In the entries that follow, find the line containing "27L87 30L121 28L123"; from there, copy every line exactly through the line containing "box: [107, 26, 121, 37]".

[[ Available data, beginning ]]

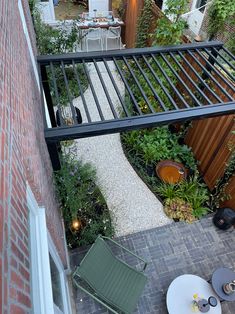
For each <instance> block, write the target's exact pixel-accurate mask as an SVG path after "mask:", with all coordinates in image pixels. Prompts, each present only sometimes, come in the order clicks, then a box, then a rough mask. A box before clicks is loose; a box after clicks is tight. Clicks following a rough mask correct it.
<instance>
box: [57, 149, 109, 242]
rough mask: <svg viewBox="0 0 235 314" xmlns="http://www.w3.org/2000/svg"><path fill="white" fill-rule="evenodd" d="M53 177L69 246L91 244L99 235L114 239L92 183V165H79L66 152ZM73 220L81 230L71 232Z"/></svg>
mask: <svg viewBox="0 0 235 314" xmlns="http://www.w3.org/2000/svg"><path fill="white" fill-rule="evenodd" d="M54 177H55V186H56V191H57V196H58V199H59V202H60V206H61V209H62V213H63V218H64V222H65V229H66V237H67V241H68V244H69V246H70V247H77V246H80V245H87V244H90V243H93V242H94V240H95V239H96V237H97V235H98V234H103V235H106V236H113V233H114V229H113V227H112V223H111V218H110V215H109V211H108V208H107V205H106V203H105V200H104V198H103V196H102V194H101V192H100V190H99V188H98V187H97V186H96V184H95V180H96V174H95V170H94V169H93V168H92V167H91V165H89V164H82V163H81V162H79V161H77V160H76V158H75V155H73V154H71V153H70V154H68V153H67V154H64V155H63V156H61V169H60V170H59V171H56V172H55V175H54ZM74 220H75V221H79V223H80V225H81V226H80V229H78V230H73V229H72V222H73V221H74Z"/></svg>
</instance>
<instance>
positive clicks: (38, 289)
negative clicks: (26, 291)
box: [27, 186, 54, 314]
mask: <svg viewBox="0 0 235 314" xmlns="http://www.w3.org/2000/svg"><path fill="white" fill-rule="evenodd" d="M27 204H28V209H29V223H30V226H29V227H30V246H31V287H32V301H33V302H32V304H33V313H34V314H51V313H53V312H54V311H53V296H52V285H51V280H50V278H51V273H50V264H49V254H47V252H48V241H47V228H46V218H45V209H44V208H43V207H39V206H38V204H37V202H36V200H35V198H34V195H33V193H32V191H31V189H30V187H29V186H27Z"/></svg>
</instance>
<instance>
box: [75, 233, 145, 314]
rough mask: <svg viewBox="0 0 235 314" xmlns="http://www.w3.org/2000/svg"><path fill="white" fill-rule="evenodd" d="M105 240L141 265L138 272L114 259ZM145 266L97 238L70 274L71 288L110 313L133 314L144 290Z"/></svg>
mask: <svg viewBox="0 0 235 314" xmlns="http://www.w3.org/2000/svg"><path fill="white" fill-rule="evenodd" d="M104 239H107V240H109V241H111V242H112V243H114V244H115V245H117V246H119V247H121V248H122V249H123V250H125V251H126V252H128V253H129V254H131V255H133V256H135V257H136V258H138V259H139V260H141V261H142V262H143V263H144V266H143V269H142V270H141V271H138V270H136V269H135V268H133V267H131V266H129V265H128V264H126V263H125V262H123V261H121V260H120V259H118V258H117V257H115V256H114V254H113V252H112V251H111V249H110V247H109V245H108V244H107V243H106V241H104ZM146 266H147V263H146V262H145V261H144V260H143V259H142V258H140V257H138V256H137V255H136V254H134V253H132V252H130V251H129V250H127V249H126V248H124V247H123V246H121V245H120V244H118V243H117V242H115V241H113V240H112V239H110V238H107V237H103V236H98V238H97V239H96V241H95V243H94V244H93V245H92V246H91V248H90V250H89V251H88V252H87V254H86V255H85V257H84V258H83V260H82V261H81V263H80V266H78V267H77V268H76V270H75V272H74V273H73V282H74V284H75V285H76V286H77V287H78V288H79V289H81V290H83V291H84V292H86V293H87V294H89V295H90V296H91V297H92V298H93V299H95V300H96V301H98V302H99V303H101V304H103V305H104V306H105V307H106V308H108V309H109V310H110V311H111V312H113V313H126V314H129V313H133V311H134V310H135V308H136V305H137V302H138V299H139V297H140V295H141V293H142V291H143V289H144V286H145V284H146V281H147V277H146V276H145V275H144V273H143V271H144V270H145V268H146Z"/></svg>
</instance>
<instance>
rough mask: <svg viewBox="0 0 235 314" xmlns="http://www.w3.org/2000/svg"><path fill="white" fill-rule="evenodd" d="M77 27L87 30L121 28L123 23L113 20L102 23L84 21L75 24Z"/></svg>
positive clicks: (118, 20)
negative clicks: (111, 28)
mask: <svg viewBox="0 0 235 314" xmlns="http://www.w3.org/2000/svg"><path fill="white" fill-rule="evenodd" d="M76 25H77V27H78V28H80V29H88V28H91V27H92V28H96V27H101V28H109V27H117V26H123V25H124V22H122V21H120V20H117V19H114V21H102V22H96V23H94V22H93V21H92V20H91V21H88V20H85V21H84V22H78V23H76Z"/></svg>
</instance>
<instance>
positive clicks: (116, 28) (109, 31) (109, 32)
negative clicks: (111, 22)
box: [107, 26, 121, 37]
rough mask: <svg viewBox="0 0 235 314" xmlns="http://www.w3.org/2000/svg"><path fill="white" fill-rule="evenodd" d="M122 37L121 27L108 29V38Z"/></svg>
mask: <svg viewBox="0 0 235 314" xmlns="http://www.w3.org/2000/svg"><path fill="white" fill-rule="evenodd" d="M120 36H121V26H110V27H109V28H108V33H107V37H120Z"/></svg>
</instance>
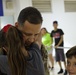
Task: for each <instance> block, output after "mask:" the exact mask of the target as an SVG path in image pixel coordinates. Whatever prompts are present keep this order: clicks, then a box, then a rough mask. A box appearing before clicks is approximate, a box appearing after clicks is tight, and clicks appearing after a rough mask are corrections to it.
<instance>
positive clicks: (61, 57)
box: [51, 21, 67, 75]
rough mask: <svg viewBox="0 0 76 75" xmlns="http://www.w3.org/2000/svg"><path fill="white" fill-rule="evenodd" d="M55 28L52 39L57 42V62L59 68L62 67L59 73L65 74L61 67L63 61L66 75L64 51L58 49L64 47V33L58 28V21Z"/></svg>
mask: <svg viewBox="0 0 76 75" xmlns="http://www.w3.org/2000/svg"><path fill="white" fill-rule="evenodd" d="M53 27H54V30H52V32H51V37H53V38H54V40H55V53H56V61H57V62H58V64H59V66H60V71H59V72H58V74H60V73H63V69H62V66H61V61H63V62H64V66H65V73H64V75H66V74H67V71H66V61H65V55H64V49H59V48H57V47H64V39H63V35H64V32H63V31H62V29H58V28H57V27H58V22H57V21H54V22H53Z"/></svg>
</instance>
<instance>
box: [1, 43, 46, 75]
mask: <svg viewBox="0 0 76 75" xmlns="http://www.w3.org/2000/svg"><path fill="white" fill-rule="evenodd" d="M29 54H30V57H29V58H28V59H27V62H28V63H29V64H31V65H32V66H33V67H29V66H27V68H26V71H27V72H26V74H25V75H45V73H44V66H43V61H42V57H41V53H40V50H39V47H38V45H37V44H32V45H31V46H30V48H29ZM0 72H1V73H4V75H11V73H10V68H9V64H8V58H7V56H6V55H0ZM0 75H1V74H0ZM2 75H3V74H2Z"/></svg>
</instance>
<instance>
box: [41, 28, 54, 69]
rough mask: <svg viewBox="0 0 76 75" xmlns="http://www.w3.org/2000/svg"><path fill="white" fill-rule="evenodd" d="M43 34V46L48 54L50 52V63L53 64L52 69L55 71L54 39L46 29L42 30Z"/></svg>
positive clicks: (45, 28)
mask: <svg viewBox="0 0 76 75" xmlns="http://www.w3.org/2000/svg"><path fill="white" fill-rule="evenodd" d="M41 33H42V44H43V45H44V46H45V48H46V50H47V52H48V57H49V59H50V62H51V64H52V66H49V67H51V69H52V70H53V68H54V59H53V56H52V51H53V49H52V43H53V38H52V37H50V33H49V32H48V31H47V29H46V28H42V29H41Z"/></svg>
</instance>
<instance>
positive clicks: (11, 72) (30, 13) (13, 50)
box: [0, 7, 45, 75]
mask: <svg viewBox="0 0 76 75" xmlns="http://www.w3.org/2000/svg"><path fill="white" fill-rule="evenodd" d="M42 21H43V20H42V16H41V14H40V12H39V11H38V10H37V9H36V8H34V7H26V8H24V9H22V10H21V12H20V14H19V16H18V20H17V22H16V23H15V27H13V28H12V29H11V28H9V31H8V32H9V33H8V32H7V34H9V35H7V39H8V41H7V46H6V49H7V55H8V56H7V55H6V56H4V55H1V56H0V72H1V74H3V73H4V74H6V75H45V72H44V66H43V61H42V57H41V51H40V49H41V34H40V29H41V26H42ZM17 33H18V34H17ZM4 65H5V66H4Z"/></svg>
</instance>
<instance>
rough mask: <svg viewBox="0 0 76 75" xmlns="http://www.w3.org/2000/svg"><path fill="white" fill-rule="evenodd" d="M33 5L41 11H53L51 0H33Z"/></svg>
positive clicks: (32, 1)
mask: <svg viewBox="0 0 76 75" xmlns="http://www.w3.org/2000/svg"><path fill="white" fill-rule="evenodd" d="M32 5H33V7H35V8H37V9H38V10H39V11H40V12H51V0H32Z"/></svg>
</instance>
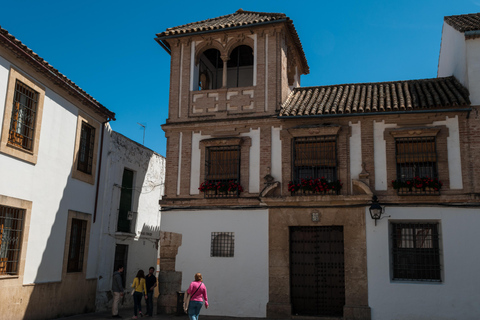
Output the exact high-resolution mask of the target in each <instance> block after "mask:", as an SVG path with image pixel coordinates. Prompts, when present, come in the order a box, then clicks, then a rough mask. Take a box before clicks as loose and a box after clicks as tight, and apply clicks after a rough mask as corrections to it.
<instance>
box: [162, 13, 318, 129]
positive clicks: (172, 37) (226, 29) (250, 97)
mask: <svg viewBox="0 0 480 320" xmlns="http://www.w3.org/2000/svg"><path fill="white" fill-rule="evenodd" d="M156 41H157V42H158V43H159V44H160V45H161V46H162V47H163V48H164V49H165V50H166V51H167V52H168V53H170V54H171V70H170V71H171V78H170V79H171V80H170V102H169V118H168V120H167V124H168V123H174V122H185V121H199V120H206V119H224V118H235V117H242V118H243V117H251V116H253V117H258V116H267V115H270V116H273V115H275V114H276V113H277V111H278V109H279V106H280V104H281V103H283V102H284V100H285V99H286V97H287V96H288V94H289V93H290V91H291V90H292V89H293V88H294V87H297V86H299V85H300V76H301V75H302V74H307V73H308V72H309V67H308V64H307V61H306V59H305V54H304V52H303V49H302V46H301V43H300V39H299V37H298V34H297V32H296V30H295V27H294V26H293V23H292V21H291V20H290V19H289V18H288V17H287V16H285V14H282V13H264V12H252V11H244V10H242V9H240V10H238V11H236V12H235V13H233V14H229V15H226V16H221V17H218V18H213V19H208V20H204V21H199V22H194V23H189V24H186V25H182V26H178V27H174V28H169V29H167V30H166V31H164V32H162V33H159V34H157V38H156Z"/></svg>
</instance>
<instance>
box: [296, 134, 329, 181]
mask: <svg viewBox="0 0 480 320" xmlns="http://www.w3.org/2000/svg"><path fill="white" fill-rule="evenodd" d="M322 177H324V178H325V179H327V180H330V181H334V180H337V138H336V136H320V137H302V138H295V139H294V140H293V181H294V182H299V181H300V180H301V179H309V178H313V179H316V178H322Z"/></svg>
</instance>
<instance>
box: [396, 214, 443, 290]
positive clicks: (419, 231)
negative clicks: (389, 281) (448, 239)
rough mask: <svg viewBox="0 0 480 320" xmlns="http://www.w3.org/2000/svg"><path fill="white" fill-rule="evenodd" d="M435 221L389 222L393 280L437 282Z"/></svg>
mask: <svg viewBox="0 0 480 320" xmlns="http://www.w3.org/2000/svg"><path fill="white" fill-rule="evenodd" d="M438 225H439V224H438V223H392V224H391V241H392V272H393V280H414V281H432V282H440V281H442V279H441V266H440V248H439V240H440V236H439V233H438Z"/></svg>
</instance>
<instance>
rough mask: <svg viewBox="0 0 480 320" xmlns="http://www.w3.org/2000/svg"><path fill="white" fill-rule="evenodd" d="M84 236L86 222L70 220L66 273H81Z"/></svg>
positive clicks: (82, 263)
mask: <svg viewBox="0 0 480 320" xmlns="http://www.w3.org/2000/svg"><path fill="white" fill-rule="evenodd" d="M86 234H87V220H81V219H72V226H71V231H70V245H69V249H68V264H67V272H82V270H83V258H84V254H85V238H86Z"/></svg>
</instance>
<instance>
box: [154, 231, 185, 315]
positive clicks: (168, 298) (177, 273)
mask: <svg viewBox="0 0 480 320" xmlns="http://www.w3.org/2000/svg"><path fill="white" fill-rule="evenodd" d="M181 245H182V235H181V234H179V233H174V232H165V231H161V232H160V270H161V271H160V273H159V275H158V285H159V287H160V293H159V296H158V300H157V311H158V313H160V314H173V313H176V312H177V292H179V291H180V290H181V286H182V273H181V272H178V271H175V259H176V256H177V253H178V248H179V247H180V246H181Z"/></svg>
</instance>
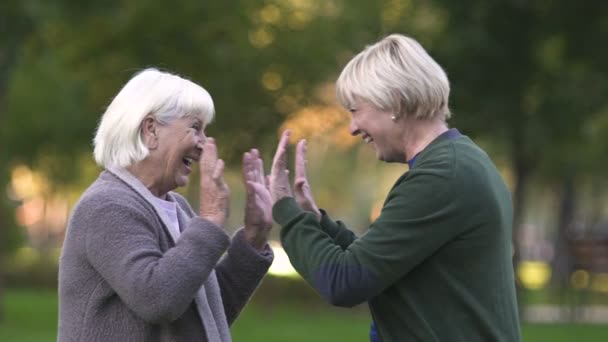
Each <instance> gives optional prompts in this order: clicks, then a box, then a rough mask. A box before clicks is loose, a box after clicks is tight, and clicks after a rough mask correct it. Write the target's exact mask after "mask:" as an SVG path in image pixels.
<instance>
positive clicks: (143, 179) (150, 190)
mask: <svg viewBox="0 0 608 342" xmlns="http://www.w3.org/2000/svg"><path fill="white" fill-rule="evenodd" d="M146 164H147V163H146V159H144V160H142V161H140V162H138V163H135V164H133V165H131V166H127V167H126V169H127V170H128V171H129V172H130V173H131V174H132V175H133V176H135V178H137V179H139V181H140V182H142V184H143V185H144V186H145V187H146V188H148V190H150V192H151V193H152V194H153V195H154V196H156V197H158V198H162V199H164V198H165V195H166V194H167V192H166V191H162V190H161V189H162V186H161V185H162V184H161V180H160V179H158V177H156V176H155V175H154V173H153V172H152V171H151V170H155V168H153V167H150V166H147V165H146Z"/></svg>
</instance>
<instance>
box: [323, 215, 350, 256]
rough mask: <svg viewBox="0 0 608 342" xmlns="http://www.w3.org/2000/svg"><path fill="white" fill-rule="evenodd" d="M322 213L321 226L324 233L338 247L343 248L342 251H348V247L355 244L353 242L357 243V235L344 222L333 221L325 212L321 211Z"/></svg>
mask: <svg viewBox="0 0 608 342" xmlns="http://www.w3.org/2000/svg"><path fill="white" fill-rule="evenodd" d="M320 211H321V222H320V224H321V228H322V229H323V231H325V232H326V233H327V234H328V235H329V236H330V237H331V238H332V239H333V240H334V242H335V243H336V244H337V245H338V246H340V247H342V249H346V248H347V247H348V246H350V244H351V243H353V241H355V239H356V238H357V236H356V235H355V233H353V232H352V231H351V230H350V229H348V228H347V227H346V225H345V224H344V222H342V221H340V220H338V221H334V220H332V219H331V218H330V217H329V214H327V212H326V211H325V210H323V209H320Z"/></svg>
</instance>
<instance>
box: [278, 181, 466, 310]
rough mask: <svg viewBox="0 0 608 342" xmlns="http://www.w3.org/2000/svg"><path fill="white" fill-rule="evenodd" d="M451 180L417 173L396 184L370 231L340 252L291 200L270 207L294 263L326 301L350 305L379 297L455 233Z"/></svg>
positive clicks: (330, 237)
mask: <svg viewBox="0 0 608 342" xmlns="http://www.w3.org/2000/svg"><path fill="white" fill-rule="evenodd" d="M451 197H452V191H451V189H450V184H449V180H448V179H446V178H445V177H441V176H436V175H433V174H420V175H418V176H414V177H411V178H409V179H408V180H407V181H403V182H401V183H399V184H397V185H396V186H395V187H394V188H393V190H391V192H390V193H389V195H388V197H387V199H386V201H385V204H384V207H383V208H382V212H381V214H380V216H379V217H378V219H377V220H376V221H375V222H373V223H372V225H371V226H370V228H369V230H368V232H367V233H366V234H364V235H363V236H361V237H360V238H358V239H356V240H354V242H353V243H351V244H350V245H349V246H348V247H347V248H346V249H343V248H342V247H341V246H340V245H339V244H338V243H337V242H336V241H335V240H334V239H332V238H331V236H330V234H328V233H326V231H325V230H324V229H323V228H321V227H320V223H319V222H318V221H317V220H316V218H315V217H314V215H312V214H309V213H306V212H304V211H302V210H301V209H300V208H299V207H298V206H297V204H296V202H295V200H294V199H293V198H291V197H289V198H284V199H281V200H280V201H278V202H277V203H276V204H275V206H274V207H273V216H274V219H275V221H276V222H277V223H278V224H280V225H281V226H282V227H283V229H282V230H281V241H282V243H283V247H284V248H285V251H286V253H287V255H288V256H289V258H290V261H291V263H292V265H293V266H294V267H295V268H296V270H298V272H299V273H300V274H301V275H302V276H303V277H304V279H306V281H307V282H308V283H309V284H311V285H312V286H313V287H314V288H315V289H316V290H317V291H318V292H319V294H320V295H321V296H323V297H324V298H325V299H326V300H327V301H328V302H330V303H331V304H333V305H338V306H354V305H357V304H360V303H362V302H365V301H367V300H369V299H370V298H373V297H375V296H376V295H378V294H379V293H380V292H381V291H382V290H384V289H386V288H387V287H389V286H390V285H392V284H393V283H394V282H396V281H397V280H398V279H400V278H402V277H403V276H404V275H406V274H407V273H408V272H410V271H411V270H412V269H413V268H414V267H416V266H417V265H418V264H420V263H421V262H422V261H424V260H425V258H427V257H428V256H430V255H431V254H433V253H434V252H435V251H436V250H437V249H439V248H440V247H441V246H442V245H443V244H444V243H446V242H447V241H448V240H449V239H451V238H452V237H453V236H455V234H457V231H458V227H455V226H454V225H453V220H454V217H455V216H456V203H455V201H452V199H451Z"/></svg>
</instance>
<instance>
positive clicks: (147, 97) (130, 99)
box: [94, 68, 215, 167]
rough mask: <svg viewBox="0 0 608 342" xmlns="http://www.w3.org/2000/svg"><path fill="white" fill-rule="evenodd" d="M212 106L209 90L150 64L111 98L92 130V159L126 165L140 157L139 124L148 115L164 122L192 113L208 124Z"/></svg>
mask: <svg viewBox="0 0 608 342" xmlns="http://www.w3.org/2000/svg"><path fill="white" fill-rule="evenodd" d="M214 113H215V110H214V106H213V100H212V99H211V96H210V95H209V93H208V92H207V91H206V90H205V89H203V88H202V87H201V86H199V85H198V84H195V83H194V82H192V81H189V80H187V79H184V78H181V77H179V76H177V75H173V74H170V73H167V72H162V71H159V70H157V69H154V68H149V69H145V70H143V71H141V72H139V73H137V74H136V75H134V76H133V77H132V78H131V79H130V80H129V82H127V84H125V86H124V87H123V88H122V89H121V90H120V92H119V93H118V95H116V97H115V98H114V100H112V103H110V105H109V106H108V109H107V110H106V112H105V113H104V114H103V116H102V118H101V121H100V123H99V127H98V128H97V133H96V134H95V139H94V145H95V151H94V155H95V161H96V162H97V164H99V165H101V166H104V167H106V166H110V165H117V166H121V167H127V166H130V165H132V164H134V163H137V162H139V161H141V160H142V159H144V158H145V157H146V156H147V155H148V153H149V150H148V148H147V147H146V145H145V144H144V143H143V141H142V137H141V124H142V122H143V120H144V119H145V118H146V116H148V115H152V116H153V117H154V118H155V119H156V120H157V121H158V122H159V123H161V124H166V123H169V122H171V121H173V120H175V119H178V118H181V117H184V116H195V117H198V118H200V119H201V120H202V121H203V124H208V123H210V122H211V120H213V116H214Z"/></svg>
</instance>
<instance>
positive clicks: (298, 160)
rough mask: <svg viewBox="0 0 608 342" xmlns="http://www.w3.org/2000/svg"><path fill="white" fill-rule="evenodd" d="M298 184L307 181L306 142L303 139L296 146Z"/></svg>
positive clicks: (296, 176)
mask: <svg viewBox="0 0 608 342" xmlns="http://www.w3.org/2000/svg"><path fill="white" fill-rule="evenodd" d="M295 164H296V165H295V169H296V170H295V171H296V179H295V180H296V182H297V181H299V180H306V179H307V177H306V140H305V139H302V140H300V142H299V143H298V145H297V146H296V162H295Z"/></svg>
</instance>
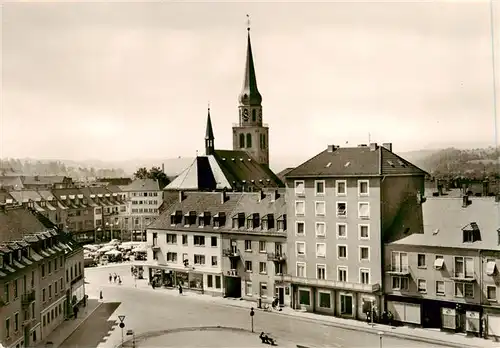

[[ Available data, end ]]

_Completed task_:
rough mask: <svg viewBox="0 0 235 314" xmlns="http://www.w3.org/2000/svg"><path fill="white" fill-rule="evenodd" d="M77 27L87 30L121 28L123 23L113 20L102 23L84 21L75 24Z"/></svg>
positive clicks: (118, 20)
negative clicks: (111, 28)
mask: <svg viewBox="0 0 235 314" xmlns="http://www.w3.org/2000/svg"><path fill="white" fill-rule="evenodd" d="M76 25H77V27H78V28H80V29H88V28H91V27H92V28H96V27H101V28H109V27H117V26H123V25H124V22H122V21H120V20H117V19H114V21H102V22H96V23H94V22H93V21H92V20H91V21H88V20H85V21H84V22H78V23H76Z"/></svg>
</instance>
<instance>
positive clicks: (116, 28) (109, 31) (109, 32)
negative clicks: (111, 22)
box: [107, 26, 121, 37]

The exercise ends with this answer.